* **Record extracts**:
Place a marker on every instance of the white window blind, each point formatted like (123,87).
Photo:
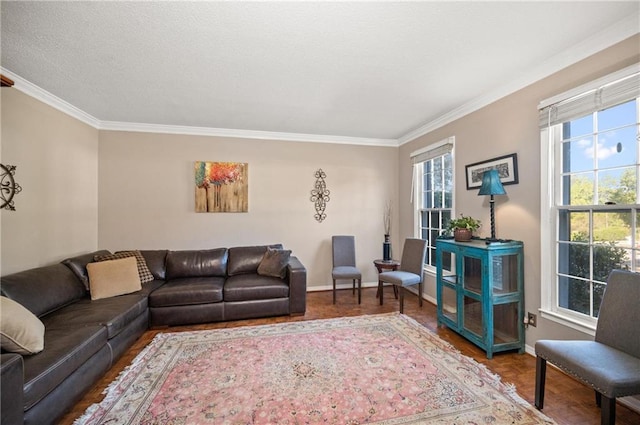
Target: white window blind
(431,152)
(594,97)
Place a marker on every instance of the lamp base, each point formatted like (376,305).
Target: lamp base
(494,240)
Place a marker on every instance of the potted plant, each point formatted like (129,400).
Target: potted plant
(463,227)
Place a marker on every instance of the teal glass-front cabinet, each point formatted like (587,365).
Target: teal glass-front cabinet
(480,292)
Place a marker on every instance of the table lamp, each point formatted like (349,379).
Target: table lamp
(491,185)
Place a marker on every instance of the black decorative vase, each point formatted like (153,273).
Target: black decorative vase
(386,249)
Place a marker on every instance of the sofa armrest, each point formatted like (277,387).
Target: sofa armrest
(12,384)
(297,276)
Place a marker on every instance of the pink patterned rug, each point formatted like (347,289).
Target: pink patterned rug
(378,369)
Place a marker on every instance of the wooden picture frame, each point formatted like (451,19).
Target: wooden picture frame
(506,165)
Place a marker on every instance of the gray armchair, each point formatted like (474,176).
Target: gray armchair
(343,250)
(410,271)
(610,364)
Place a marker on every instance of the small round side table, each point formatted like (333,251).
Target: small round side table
(382,266)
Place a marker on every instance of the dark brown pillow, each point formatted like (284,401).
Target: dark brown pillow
(143,269)
(274,263)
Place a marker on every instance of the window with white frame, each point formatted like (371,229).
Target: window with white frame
(590,194)
(433,193)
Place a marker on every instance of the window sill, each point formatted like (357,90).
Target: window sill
(570,322)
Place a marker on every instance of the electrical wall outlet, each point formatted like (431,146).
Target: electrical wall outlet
(532,319)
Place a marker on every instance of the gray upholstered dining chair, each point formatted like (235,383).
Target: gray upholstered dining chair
(611,363)
(343,249)
(410,271)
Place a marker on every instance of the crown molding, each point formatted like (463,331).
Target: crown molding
(599,41)
(622,30)
(244,134)
(44,96)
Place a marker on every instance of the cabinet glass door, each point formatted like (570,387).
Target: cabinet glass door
(472,274)
(504,273)
(450,303)
(472,316)
(505,323)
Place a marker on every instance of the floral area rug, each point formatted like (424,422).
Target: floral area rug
(377,369)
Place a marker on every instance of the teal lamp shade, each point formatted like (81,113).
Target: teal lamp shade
(491,184)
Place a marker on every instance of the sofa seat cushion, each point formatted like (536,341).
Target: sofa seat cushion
(149,287)
(114,313)
(65,351)
(246,259)
(196,263)
(188,291)
(248,287)
(20,330)
(43,289)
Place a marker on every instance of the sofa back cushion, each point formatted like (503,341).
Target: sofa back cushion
(197,263)
(78,265)
(43,289)
(246,259)
(156,262)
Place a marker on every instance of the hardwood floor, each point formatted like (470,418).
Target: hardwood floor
(567,401)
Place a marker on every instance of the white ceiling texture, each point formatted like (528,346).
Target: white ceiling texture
(345,72)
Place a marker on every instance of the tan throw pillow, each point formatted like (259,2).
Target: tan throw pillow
(274,263)
(143,269)
(113,277)
(20,330)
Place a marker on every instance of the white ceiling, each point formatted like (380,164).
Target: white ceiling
(362,72)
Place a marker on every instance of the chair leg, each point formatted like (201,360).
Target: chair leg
(334,291)
(608,411)
(541,372)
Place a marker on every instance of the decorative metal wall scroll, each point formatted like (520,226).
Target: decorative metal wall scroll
(8,186)
(320,195)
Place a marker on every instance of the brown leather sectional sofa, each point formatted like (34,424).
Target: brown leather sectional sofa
(84,337)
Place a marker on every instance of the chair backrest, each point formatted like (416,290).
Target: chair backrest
(619,317)
(413,256)
(344,250)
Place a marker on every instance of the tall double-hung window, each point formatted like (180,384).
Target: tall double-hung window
(590,195)
(433,193)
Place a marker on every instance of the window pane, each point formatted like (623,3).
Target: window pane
(578,127)
(617,186)
(579,263)
(577,155)
(576,295)
(578,189)
(426,180)
(598,291)
(612,226)
(446,216)
(434,219)
(574,226)
(617,147)
(607,257)
(618,116)
(437,200)
(427,199)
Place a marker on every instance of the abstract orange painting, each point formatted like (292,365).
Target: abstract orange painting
(222,186)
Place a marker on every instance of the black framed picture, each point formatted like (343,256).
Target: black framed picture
(506,165)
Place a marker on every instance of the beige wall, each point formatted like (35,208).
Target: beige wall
(57,158)
(146,196)
(507,126)
(85,189)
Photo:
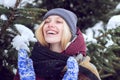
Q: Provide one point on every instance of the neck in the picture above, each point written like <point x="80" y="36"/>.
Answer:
<point x="56" y="48"/>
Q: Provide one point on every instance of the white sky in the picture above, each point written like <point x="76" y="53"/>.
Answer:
<point x="26" y="35"/>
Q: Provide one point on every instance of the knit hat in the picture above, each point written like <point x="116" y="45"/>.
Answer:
<point x="68" y="16"/>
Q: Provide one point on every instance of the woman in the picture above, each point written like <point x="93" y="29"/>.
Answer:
<point x="58" y="40"/>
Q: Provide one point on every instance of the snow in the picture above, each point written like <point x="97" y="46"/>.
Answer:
<point x="118" y="7"/>
<point x="94" y="31"/>
<point x="3" y="17"/>
<point x="22" y="41"/>
<point x="113" y="22"/>
<point x="11" y="3"/>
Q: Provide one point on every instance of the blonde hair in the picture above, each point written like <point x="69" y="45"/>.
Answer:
<point x="66" y="37"/>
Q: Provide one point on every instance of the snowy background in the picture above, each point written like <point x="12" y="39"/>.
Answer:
<point x="26" y="35"/>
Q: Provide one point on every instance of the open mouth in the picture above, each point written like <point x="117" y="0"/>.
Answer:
<point x="52" y="32"/>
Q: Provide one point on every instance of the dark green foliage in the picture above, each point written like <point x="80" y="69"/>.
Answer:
<point x="107" y="59"/>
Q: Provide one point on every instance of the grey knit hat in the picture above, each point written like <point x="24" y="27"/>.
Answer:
<point x="68" y="16"/>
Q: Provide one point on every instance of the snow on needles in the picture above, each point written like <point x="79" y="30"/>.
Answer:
<point x="22" y="40"/>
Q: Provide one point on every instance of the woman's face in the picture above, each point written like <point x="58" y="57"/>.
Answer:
<point x="53" y="29"/>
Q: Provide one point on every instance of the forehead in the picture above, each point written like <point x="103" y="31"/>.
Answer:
<point x="55" y="16"/>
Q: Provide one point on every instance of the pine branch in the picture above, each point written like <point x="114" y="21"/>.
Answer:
<point x="10" y="20"/>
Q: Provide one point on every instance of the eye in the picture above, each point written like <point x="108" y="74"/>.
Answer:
<point x="47" y="21"/>
<point x="59" y="21"/>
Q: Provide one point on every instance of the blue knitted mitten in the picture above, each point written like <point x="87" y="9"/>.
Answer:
<point x="25" y="66"/>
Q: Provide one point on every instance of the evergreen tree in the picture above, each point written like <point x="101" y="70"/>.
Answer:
<point x="89" y="12"/>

* **Task to carry out**:
Would you output the data above exactly as written, but with no images?

* **Problem solution**:
Place a marker on every instance of the white window blind, each point formatted like (123,87).
Photo:
Target: white window blind
(431,152)
(594,97)
Place a marker on every instance of the lamp base, each point formatted like (376,305).
Target: lamp base
(494,240)
Place a marker on every instance of the potted plant, each point formatted like (129,400).
Target: potted plant
(463,227)
Place a marker on every instance of the teal glass-front cabinet, each point formatted like (587,365).
Target: teal glass-front cabinet
(480,292)
Place a marker on every instance of the table lamp, each point formatted like (349,379).
Target: table lamp
(491,185)
Place a marker on every instance of the black decorative vase, each point formatted like (153,273).
Target: black decorative vase
(386,249)
Place a marker on every instance of the sofa armrest, each point formatted like (277,387).
Target: sofa armrest
(12,384)
(297,276)
Place a marker on every instance of the pink patterned rug, each point formatted like (347,289).
Target: pink patterned rug
(378,369)
Place a marker on every instance of the wooden picture frame, each point formatted like (451,19).
Target: wooden picture frame
(506,165)
Place a marker on every instance of the gray armchair, each point formatted like (474,176).
Target: gray armchair
(343,250)
(410,271)
(610,364)
Place a marker on every instance of the small round side table, each point formatted like (333,251).
Target: small round side table
(382,266)
Place a marker on every instance of the dark brown pillow, each point formatted like (284,401).
Target: dark brown pillow
(143,269)
(274,263)
Place a marker on every instance of the window with white frame, each point formatted like (371,229).
Target: window with white frame
(590,194)
(433,193)
Place a marker on every instance of the window sill, each point formatted like (357,90).
Target: window sill
(570,322)
Place a marker on every instance of the electrical wall outlet, each point formatted like (431,146).
Target: electrical wall outlet
(532,319)
Place a marker on every instance of the gray upholstered dining chair, each point formatted like (235,383).
Target: gray upholstered dining chair
(611,363)
(343,249)
(410,271)
Place a marker on every instance of the crown molding, each point formatted like (463,331).
Target: crown molding
(599,41)
(622,30)
(244,134)
(44,96)
Place a marker on every instance of the cabinet glass door, each point formatted like (570,387).
Target: cabinet glass door
(472,274)
(504,273)
(450,303)
(472,316)
(505,323)
Place a marker on every instance of the floral area rug, each point formatted like (424,422).
Target: floral area rug
(377,369)
Place a marker on every instance of the teal lamp shade, each point formatted like (81,113).
Target: teal lamp shade
(491,184)
Place a marker on every instance of the sofa seat cushion, each point formatted like (536,341).
Target: sofa seat cushion
(149,287)
(114,313)
(65,351)
(246,259)
(196,263)
(188,291)
(248,287)
(20,330)
(43,289)
Place a marker on every instance of the sofa back cushion, each point formatted like (503,341).
Target: sofa back cushion
(197,263)
(78,265)
(43,289)
(246,259)
(156,262)
Place a marker on every instance of the hardwood floor, each point formatted like (470,418).
Target: hardwood floor
(567,401)
Place a marker on every instance of the white ceiling texture, each point formatted like (528,346).
Target: white ceiling texture
(345,72)
Place a marker on every instance of the tan throw pillow, each point formatted like (259,2).
Target: tan throw pillow
(274,263)
(143,269)
(113,277)
(20,330)
Place a marker on every instance of the white ceiling, each point formatted like (380,164).
Target: white ceiling
(362,72)
Place a marker on every instance of the chair leg, each point formatted like (201,360).
Target: chair leg
(334,291)
(608,411)
(541,372)
Place a marker on every instance of the decorative metal wall scroll, each point formatted like (520,226).
Target: decorative metal wall scroll
(8,186)
(320,195)
Place a marker on every instance of the brown leather sectional sofa, each point formatted like (34,424).
Target: brown leather sectional sofa
(84,337)
Place a marker on every instance of the chair backrest, each point formatted like (416,290).
Target: chair backrest
(619,317)
(413,256)
(344,250)
Place a marker on every instance of the tall double-hung window, each point formatted like (180,384).
Target: tall double-hung window
(590,195)
(433,193)
Place a marker on every instance of the window pane, each point formatted like (623,3).
Target: window pane
(578,127)
(617,186)
(579,263)
(577,155)
(576,295)
(578,189)
(426,180)
(598,291)
(612,226)
(446,216)
(434,219)
(574,226)
(617,147)
(607,257)
(618,116)
(437,200)
(427,199)
Place a marker on every instance of the abstract orange painting, each point formatted like (292,365).
Target: abstract orange painting
(222,186)
Place a marker on every instance of the black framed picture, each point formatted like (343,256).
Target: black framed picture
(506,165)
Place a marker on every instance of the beige wall, each point formatted like (35,208).
Target: beige wall
(57,158)
(146,196)
(507,126)
(85,189)
Photo:
Q: Provide one point on every instance of the neck in the picture above, each point written like <point x="80" y="36"/>.
Answer:
<point x="56" y="48"/>
Q: Provide one point on every instance of the white sky in the picture above, each point written like <point x="76" y="53"/>.
Answer:
<point x="26" y="35"/>
Q: Provide one point on every instance of the knit hat in the picture above, each point written like <point x="116" y="45"/>.
Answer:
<point x="68" y="16"/>
Q: Provide one point on every instance of the woman in the picture above, each point written like <point x="93" y="29"/>.
Answer:
<point x="58" y="40"/>
Q: Provide one point on every instance of the snow in the picture above, each point written like <point x="97" y="46"/>.
Answer:
<point x="118" y="7"/>
<point x="94" y="31"/>
<point x="3" y="17"/>
<point x="22" y="41"/>
<point x="113" y="22"/>
<point x="11" y="3"/>
Q: Provide one point on every instance of the blonde hair in the picture above, each point written like <point x="69" y="45"/>.
Answer:
<point x="66" y="37"/>
Q: Provide one point on every instance of the snowy background in the picture above, each point written like <point x="12" y="39"/>.
Answer:
<point x="26" y="35"/>
Q: Provide one point on every instance of the open mouth in the picture above, each point written like <point x="117" y="0"/>.
Answer:
<point x="52" y="32"/>
Q: Provide one point on every instance of the dark green foliage in the picture above, each point written like <point x="80" y="69"/>.
Answer:
<point x="107" y="59"/>
Q: Provide one point on every instance of the grey knit hat in the picture above, each point written like <point x="24" y="27"/>.
Answer:
<point x="68" y="16"/>
Q: Provide one point on every instance of the snow on needles in the picture above, each point written like <point x="79" y="30"/>.
Answer:
<point x="22" y="40"/>
Q: Provide one point on every instance of the woman's face in the picture above, each point written like <point x="58" y="57"/>.
Answer:
<point x="53" y="29"/>
Q: Provide one point on every instance of the forehead in the picture above, each point written like <point x="103" y="31"/>.
Answer:
<point x="55" y="16"/>
Q: Provide one point on every instance of the pine branch in the picture above, each point written like <point x="114" y="21"/>.
Answer:
<point x="10" y="20"/>
Q: Provide one point on every instance of the eye in the picture above, each point written like <point x="108" y="74"/>.
Answer:
<point x="47" y="21"/>
<point x="59" y="21"/>
Q: Provide one point on every instance of the blue knitted mitten in the picture above, each point written like <point x="87" y="9"/>.
Answer:
<point x="25" y="66"/>
Q: Provide one point on every instance of the evergreen tree in the picture above, each point written like <point x="101" y="70"/>.
Answer:
<point x="89" y="12"/>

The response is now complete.